§ **Assignment**: For the listing that follows, report how many lines contain the word "pedestrian", giving the number and no other text.

##########

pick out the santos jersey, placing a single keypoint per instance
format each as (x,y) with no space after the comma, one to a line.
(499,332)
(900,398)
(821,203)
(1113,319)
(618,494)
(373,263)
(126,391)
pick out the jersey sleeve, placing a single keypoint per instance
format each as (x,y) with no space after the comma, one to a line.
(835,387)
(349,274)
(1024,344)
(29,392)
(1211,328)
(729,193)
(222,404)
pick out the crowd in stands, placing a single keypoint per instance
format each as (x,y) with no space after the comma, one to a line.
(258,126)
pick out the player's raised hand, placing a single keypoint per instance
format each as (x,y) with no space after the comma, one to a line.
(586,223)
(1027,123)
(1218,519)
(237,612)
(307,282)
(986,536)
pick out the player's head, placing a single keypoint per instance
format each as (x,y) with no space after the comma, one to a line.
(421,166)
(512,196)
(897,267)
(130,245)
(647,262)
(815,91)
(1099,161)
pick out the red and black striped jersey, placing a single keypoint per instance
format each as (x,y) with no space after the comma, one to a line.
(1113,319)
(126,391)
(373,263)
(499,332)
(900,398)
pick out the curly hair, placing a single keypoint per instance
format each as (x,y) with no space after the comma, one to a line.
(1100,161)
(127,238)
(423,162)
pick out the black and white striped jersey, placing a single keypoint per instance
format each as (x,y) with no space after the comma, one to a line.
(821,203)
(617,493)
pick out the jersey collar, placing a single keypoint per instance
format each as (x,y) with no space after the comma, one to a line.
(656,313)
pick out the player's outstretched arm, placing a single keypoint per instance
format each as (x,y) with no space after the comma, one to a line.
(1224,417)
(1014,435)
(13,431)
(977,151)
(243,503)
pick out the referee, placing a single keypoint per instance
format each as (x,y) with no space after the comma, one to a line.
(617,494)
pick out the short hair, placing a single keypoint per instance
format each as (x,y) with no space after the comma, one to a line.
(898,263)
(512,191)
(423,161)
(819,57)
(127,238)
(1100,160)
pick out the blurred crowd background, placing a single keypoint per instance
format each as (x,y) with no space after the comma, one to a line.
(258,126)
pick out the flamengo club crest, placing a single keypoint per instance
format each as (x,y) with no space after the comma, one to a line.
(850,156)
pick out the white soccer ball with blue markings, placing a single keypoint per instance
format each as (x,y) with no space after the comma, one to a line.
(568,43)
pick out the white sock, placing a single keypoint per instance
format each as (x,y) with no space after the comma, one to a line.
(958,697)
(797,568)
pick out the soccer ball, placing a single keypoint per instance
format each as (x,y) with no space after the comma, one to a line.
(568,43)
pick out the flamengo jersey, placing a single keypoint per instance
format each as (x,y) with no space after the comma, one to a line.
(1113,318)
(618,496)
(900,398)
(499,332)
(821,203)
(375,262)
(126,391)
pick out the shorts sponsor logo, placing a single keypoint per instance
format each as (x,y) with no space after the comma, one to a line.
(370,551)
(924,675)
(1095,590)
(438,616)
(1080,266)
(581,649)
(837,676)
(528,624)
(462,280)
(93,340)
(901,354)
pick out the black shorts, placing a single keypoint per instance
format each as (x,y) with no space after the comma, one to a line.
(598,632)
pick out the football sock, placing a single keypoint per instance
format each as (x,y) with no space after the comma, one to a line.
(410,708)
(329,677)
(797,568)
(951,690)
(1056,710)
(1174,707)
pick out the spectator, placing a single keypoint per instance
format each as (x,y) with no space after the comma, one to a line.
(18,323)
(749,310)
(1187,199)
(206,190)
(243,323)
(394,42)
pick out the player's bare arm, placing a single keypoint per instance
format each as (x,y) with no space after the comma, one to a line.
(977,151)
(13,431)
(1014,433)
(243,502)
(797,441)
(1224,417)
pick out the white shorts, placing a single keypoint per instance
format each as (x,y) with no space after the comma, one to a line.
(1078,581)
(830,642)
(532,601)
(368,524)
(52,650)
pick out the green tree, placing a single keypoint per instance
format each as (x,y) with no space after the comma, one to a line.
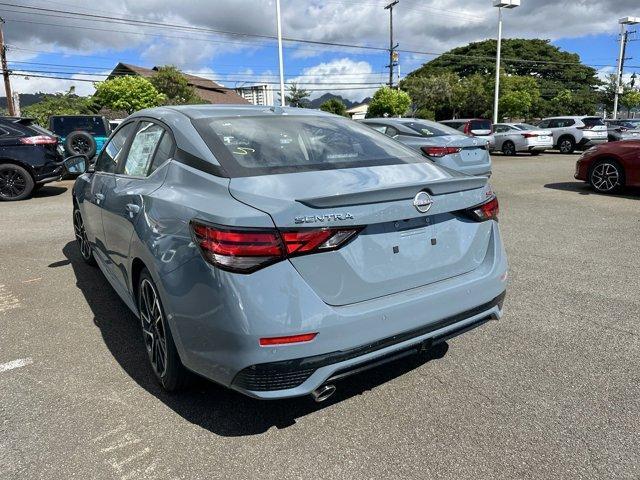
(519,97)
(333,105)
(554,71)
(296,97)
(170,82)
(128,93)
(390,102)
(59,104)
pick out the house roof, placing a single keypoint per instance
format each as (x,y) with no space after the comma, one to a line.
(206,89)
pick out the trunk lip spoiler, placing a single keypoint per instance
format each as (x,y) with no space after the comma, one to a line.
(400,192)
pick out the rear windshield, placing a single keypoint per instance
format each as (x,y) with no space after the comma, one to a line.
(431,129)
(262,145)
(593,122)
(63,126)
(480,125)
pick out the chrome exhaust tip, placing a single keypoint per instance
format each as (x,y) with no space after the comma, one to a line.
(322,393)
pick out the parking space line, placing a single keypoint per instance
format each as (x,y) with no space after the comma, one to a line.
(21,362)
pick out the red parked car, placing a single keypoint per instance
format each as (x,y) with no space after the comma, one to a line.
(610,167)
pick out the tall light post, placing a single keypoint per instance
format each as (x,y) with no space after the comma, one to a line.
(500,4)
(280,61)
(624,35)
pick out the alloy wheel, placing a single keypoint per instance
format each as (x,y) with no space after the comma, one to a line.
(81,235)
(605,177)
(153,327)
(12,183)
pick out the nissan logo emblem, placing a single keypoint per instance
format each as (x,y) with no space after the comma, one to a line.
(422,201)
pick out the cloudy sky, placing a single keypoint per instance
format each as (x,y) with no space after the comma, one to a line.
(73,40)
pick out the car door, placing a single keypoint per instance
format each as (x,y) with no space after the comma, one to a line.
(124,202)
(102,176)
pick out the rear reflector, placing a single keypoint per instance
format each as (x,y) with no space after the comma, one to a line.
(486,211)
(439,151)
(39,140)
(305,337)
(246,250)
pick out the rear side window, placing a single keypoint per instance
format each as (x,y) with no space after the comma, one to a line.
(480,124)
(431,129)
(108,159)
(63,126)
(593,122)
(143,146)
(262,145)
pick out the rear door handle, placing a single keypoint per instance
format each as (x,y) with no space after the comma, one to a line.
(133,209)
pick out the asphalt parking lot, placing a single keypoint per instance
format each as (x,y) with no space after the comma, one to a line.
(550,391)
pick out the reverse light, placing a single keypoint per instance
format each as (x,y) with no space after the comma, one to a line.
(485,211)
(439,151)
(245,250)
(38,140)
(304,337)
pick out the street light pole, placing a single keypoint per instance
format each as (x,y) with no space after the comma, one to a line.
(496,95)
(280,61)
(624,36)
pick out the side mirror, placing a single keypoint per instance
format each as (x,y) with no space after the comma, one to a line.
(76,164)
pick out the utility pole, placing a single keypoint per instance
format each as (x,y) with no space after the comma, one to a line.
(624,38)
(5,72)
(280,60)
(392,53)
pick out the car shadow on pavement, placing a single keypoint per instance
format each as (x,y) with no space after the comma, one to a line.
(215,408)
(583,188)
(49,191)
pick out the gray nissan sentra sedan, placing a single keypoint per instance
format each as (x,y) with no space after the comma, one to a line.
(276,251)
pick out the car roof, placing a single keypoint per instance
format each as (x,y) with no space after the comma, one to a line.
(208,111)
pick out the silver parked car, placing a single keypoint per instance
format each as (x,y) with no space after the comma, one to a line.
(512,138)
(618,130)
(575,133)
(474,127)
(276,251)
(441,144)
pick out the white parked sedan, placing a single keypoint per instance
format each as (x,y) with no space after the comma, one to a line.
(512,138)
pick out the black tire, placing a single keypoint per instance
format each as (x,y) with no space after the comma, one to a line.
(607,176)
(15,182)
(86,252)
(509,148)
(80,143)
(566,144)
(166,366)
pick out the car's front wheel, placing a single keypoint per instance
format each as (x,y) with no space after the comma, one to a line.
(607,176)
(15,182)
(86,252)
(509,148)
(158,341)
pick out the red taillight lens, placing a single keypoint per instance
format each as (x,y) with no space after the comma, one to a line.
(247,250)
(439,151)
(486,211)
(305,337)
(39,140)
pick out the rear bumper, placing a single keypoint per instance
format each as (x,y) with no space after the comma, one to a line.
(270,380)
(217,319)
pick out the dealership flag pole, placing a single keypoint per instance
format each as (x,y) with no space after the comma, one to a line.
(282,99)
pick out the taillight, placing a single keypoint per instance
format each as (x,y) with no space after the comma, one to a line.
(304,337)
(246,250)
(39,140)
(485,211)
(439,151)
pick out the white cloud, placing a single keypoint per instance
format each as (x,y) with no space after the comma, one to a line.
(348,77)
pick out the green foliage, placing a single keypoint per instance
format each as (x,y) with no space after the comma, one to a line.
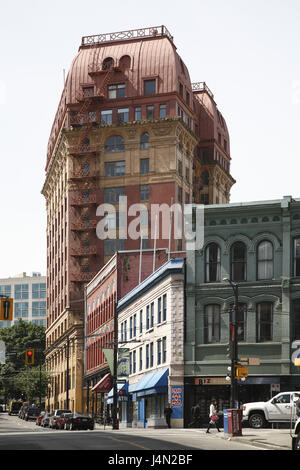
(16,379)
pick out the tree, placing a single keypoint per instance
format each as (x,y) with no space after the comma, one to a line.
(16,379)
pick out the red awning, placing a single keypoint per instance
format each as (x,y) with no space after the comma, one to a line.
(104,384)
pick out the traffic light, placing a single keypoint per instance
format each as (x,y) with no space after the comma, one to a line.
(29,357)
(6,309)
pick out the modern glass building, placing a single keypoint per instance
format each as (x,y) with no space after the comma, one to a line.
(29,294)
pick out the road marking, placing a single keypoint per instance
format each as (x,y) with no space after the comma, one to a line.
(128,442)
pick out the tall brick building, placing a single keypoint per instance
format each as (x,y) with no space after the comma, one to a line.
(129,122)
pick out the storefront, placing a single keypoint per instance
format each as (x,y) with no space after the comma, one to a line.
(202,389)
(149,398)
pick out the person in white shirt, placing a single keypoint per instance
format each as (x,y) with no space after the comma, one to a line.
(213,415)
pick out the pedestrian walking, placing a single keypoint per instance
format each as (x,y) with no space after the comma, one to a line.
(168,412)
(213,415)
(196,416)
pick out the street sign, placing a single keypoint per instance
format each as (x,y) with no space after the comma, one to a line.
(241,371)
(250,361)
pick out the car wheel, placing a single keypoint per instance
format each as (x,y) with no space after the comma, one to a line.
(257,421)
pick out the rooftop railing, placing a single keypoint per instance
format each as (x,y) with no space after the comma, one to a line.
(152,31)
(201,86)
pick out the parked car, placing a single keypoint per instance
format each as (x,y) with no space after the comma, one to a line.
(60,422)
(22,411)
(45,420)
(39,418)
(276,410)
(79,421)
(54,417)
(31,413)
(14,407)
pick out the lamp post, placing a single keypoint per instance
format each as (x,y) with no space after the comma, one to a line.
(233,345)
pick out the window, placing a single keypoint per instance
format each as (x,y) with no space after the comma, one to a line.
(238,262)
(113,194)
(5,290)
(115,168)
(164,307)
(112,246)
(108,63)
(149,87)
(241,321)
(163,110)
(164,358)
(123,115)
(138,114)
(264,321)
(21,291)
(147,318)
(144,192)
(145,141)
(159,357)
(159,310)
(106,116)
(213,263)
(265,260)
(212,324)
(116,91)
(134,362)
(147,356)
(39,309)
(141,358)
(141,321)
(296,319)
(152,315)
(20,309)
(150,112)
(144,166)
(114,144)
(88,91)
(39,291)
(151,355)
(297,257)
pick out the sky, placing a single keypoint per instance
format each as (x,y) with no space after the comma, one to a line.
(247,51)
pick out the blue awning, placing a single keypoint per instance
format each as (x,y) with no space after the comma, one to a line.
(149,384)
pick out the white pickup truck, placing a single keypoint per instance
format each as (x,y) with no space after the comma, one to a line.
(278,409)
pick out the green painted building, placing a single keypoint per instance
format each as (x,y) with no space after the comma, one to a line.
(257,246)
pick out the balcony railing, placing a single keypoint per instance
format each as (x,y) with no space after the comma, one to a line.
(153,31)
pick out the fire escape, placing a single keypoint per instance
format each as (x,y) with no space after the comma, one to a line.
(84,178)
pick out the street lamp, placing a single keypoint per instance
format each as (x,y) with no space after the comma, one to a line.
(233,345)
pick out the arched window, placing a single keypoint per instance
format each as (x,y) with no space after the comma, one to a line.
(108,63)
(238,262)
(213,263)
(297,257)
(264,322)
(85,144)
(125,62)
(212,324)
(145,140)
(265,268)
(114,143)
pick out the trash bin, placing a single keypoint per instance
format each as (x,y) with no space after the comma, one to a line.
(233,422)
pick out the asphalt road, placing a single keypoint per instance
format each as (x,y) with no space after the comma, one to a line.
(16,434)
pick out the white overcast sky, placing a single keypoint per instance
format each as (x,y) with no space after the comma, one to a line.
(247,51)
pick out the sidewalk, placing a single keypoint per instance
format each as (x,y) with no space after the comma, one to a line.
(272,439)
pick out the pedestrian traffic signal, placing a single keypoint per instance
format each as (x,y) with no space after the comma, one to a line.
(29,357)
(6,309)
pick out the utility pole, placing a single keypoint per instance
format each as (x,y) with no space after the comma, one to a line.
(115,374)
(67,378)
(233,346)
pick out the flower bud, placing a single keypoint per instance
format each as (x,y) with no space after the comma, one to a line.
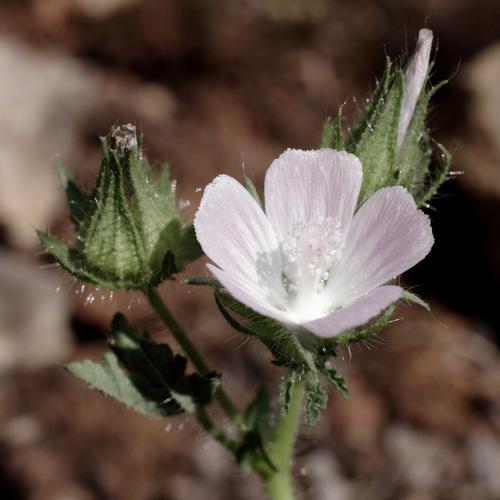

##########

§ **Exercise response**: 2